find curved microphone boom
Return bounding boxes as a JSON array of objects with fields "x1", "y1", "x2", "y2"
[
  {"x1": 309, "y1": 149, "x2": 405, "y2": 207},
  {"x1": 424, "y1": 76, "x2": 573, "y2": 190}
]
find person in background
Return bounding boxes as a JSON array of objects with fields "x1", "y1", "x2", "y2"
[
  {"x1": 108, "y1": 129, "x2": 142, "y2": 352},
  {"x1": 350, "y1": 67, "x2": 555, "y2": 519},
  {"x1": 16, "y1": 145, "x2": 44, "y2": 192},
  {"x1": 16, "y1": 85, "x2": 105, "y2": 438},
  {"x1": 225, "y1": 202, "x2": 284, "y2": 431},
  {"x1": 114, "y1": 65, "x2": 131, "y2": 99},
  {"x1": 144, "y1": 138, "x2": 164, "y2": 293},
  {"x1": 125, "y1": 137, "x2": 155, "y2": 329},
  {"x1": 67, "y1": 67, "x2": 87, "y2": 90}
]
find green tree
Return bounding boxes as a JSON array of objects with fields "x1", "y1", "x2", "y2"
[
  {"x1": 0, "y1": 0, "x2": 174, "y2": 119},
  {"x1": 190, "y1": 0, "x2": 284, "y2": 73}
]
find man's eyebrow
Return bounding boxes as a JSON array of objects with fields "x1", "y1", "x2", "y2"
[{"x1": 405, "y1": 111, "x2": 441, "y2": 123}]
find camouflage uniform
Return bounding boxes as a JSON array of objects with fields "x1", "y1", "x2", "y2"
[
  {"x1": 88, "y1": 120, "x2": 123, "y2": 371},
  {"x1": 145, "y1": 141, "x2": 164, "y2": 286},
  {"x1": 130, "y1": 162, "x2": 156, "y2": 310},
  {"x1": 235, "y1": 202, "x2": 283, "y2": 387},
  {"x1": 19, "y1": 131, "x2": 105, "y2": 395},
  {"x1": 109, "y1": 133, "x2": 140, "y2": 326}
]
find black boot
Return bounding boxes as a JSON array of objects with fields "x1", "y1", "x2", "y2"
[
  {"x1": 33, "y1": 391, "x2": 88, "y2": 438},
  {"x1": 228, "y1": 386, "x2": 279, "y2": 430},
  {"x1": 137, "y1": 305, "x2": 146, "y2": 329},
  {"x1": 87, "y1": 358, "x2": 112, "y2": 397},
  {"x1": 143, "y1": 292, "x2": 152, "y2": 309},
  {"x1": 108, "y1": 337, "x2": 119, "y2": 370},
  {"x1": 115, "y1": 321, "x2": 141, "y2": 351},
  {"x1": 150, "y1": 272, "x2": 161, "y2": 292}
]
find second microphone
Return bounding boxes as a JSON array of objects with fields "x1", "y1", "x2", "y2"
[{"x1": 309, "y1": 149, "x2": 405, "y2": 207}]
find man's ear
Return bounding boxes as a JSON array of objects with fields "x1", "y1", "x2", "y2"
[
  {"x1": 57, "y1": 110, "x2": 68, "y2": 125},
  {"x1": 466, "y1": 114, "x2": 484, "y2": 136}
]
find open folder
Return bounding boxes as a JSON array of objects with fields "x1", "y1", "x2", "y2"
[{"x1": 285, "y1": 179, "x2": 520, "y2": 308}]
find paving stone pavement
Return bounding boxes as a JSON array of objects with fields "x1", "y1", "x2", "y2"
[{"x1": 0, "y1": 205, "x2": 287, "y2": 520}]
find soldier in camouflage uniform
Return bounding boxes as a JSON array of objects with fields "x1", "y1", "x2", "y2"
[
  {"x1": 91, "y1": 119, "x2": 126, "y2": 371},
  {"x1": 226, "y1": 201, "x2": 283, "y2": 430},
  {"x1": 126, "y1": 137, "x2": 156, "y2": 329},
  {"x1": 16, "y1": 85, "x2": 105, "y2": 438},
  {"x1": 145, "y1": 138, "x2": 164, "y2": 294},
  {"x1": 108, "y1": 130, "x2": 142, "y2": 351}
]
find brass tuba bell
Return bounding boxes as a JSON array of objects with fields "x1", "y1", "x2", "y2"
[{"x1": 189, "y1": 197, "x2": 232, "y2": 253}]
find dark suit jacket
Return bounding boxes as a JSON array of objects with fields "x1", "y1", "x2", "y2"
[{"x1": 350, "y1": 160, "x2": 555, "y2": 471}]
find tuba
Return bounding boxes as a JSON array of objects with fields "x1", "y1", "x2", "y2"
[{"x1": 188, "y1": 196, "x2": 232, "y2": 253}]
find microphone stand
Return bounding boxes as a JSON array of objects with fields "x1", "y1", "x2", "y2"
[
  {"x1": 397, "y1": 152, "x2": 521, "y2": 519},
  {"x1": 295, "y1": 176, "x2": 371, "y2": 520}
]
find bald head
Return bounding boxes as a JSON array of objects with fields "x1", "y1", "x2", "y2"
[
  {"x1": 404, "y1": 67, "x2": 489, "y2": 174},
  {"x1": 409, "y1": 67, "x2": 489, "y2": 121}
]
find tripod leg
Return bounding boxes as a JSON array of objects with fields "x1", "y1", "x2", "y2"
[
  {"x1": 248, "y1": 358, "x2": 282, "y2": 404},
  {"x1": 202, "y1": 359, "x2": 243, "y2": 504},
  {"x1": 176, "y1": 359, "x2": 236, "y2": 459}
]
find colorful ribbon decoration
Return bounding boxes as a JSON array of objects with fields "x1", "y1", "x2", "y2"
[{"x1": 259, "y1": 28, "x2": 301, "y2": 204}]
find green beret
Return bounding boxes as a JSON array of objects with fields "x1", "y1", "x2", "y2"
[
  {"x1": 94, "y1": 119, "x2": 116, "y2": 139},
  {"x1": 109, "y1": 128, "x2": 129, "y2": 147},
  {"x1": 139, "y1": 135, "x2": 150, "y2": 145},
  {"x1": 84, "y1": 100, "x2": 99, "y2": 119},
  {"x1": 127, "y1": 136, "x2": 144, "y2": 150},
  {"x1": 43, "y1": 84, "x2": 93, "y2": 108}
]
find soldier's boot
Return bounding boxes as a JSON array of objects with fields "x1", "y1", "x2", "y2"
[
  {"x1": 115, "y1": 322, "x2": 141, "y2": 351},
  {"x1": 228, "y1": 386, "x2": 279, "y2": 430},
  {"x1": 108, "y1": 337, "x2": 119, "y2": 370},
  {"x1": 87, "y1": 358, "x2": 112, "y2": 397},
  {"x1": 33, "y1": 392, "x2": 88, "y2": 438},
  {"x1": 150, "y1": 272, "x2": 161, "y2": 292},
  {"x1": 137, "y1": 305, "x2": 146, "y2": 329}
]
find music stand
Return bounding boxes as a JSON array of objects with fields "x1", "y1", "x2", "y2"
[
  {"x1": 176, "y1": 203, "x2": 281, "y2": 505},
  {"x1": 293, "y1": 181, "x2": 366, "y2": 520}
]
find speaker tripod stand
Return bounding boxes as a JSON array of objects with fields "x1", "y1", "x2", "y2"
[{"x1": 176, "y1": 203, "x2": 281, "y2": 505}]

§ THE TASK: Once a line of the records is found to contain "camouflage", copy it out.

§ OUTPUT:
find camouflage uniform
find soldier in camouflage uniform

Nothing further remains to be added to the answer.